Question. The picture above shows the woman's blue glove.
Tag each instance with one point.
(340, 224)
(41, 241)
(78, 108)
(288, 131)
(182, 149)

------------------------------------

### Exercise details
Type out the whole listing once more, exactly as written.

### Solved problem
Question. The picture above shows the woman's blue glove.
Tag each instance with one point.
(340, 224)
(41, 241)
(78, 108)
(288, 131)
(182, 149)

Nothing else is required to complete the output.